◆ Data lines ◆
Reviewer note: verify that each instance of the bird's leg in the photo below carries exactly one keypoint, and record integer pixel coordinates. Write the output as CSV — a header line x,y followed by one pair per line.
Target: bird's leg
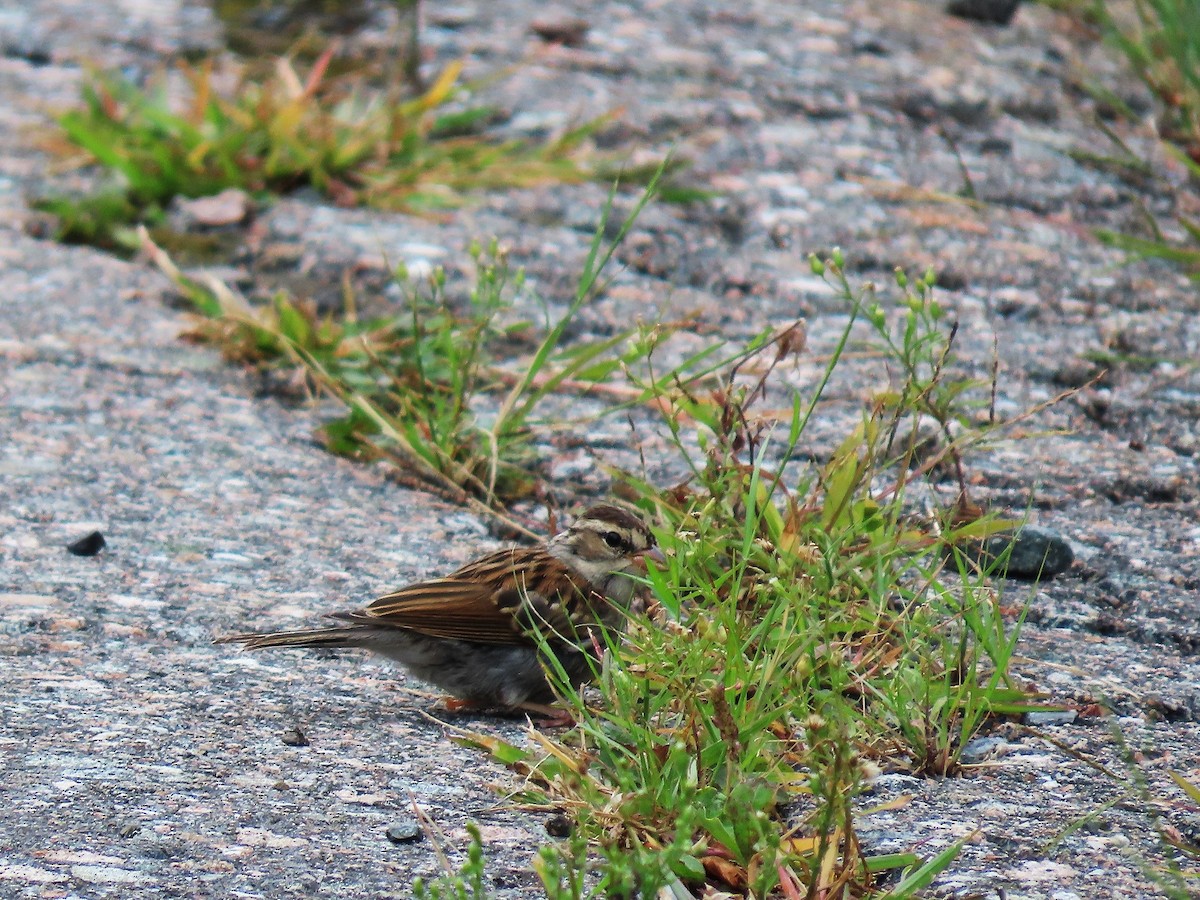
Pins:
x,y
553,717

◆ Exercise objective ◆
Rewrite the listing above as a JSON list of strings, one string per line with blank lines omitted, and leave the picture out.

◆ Task output ◆
[
  "Reviewer note: verify that each instance of the bird's leg in the photo below carries exactly one keypoint, and record integer pixel coordinates. Write the output as CSV — a header line x,y followed by one pair per line.",
  "Target: bird's leg",
  "Pins:",
  "x,y",
  "553,717"
]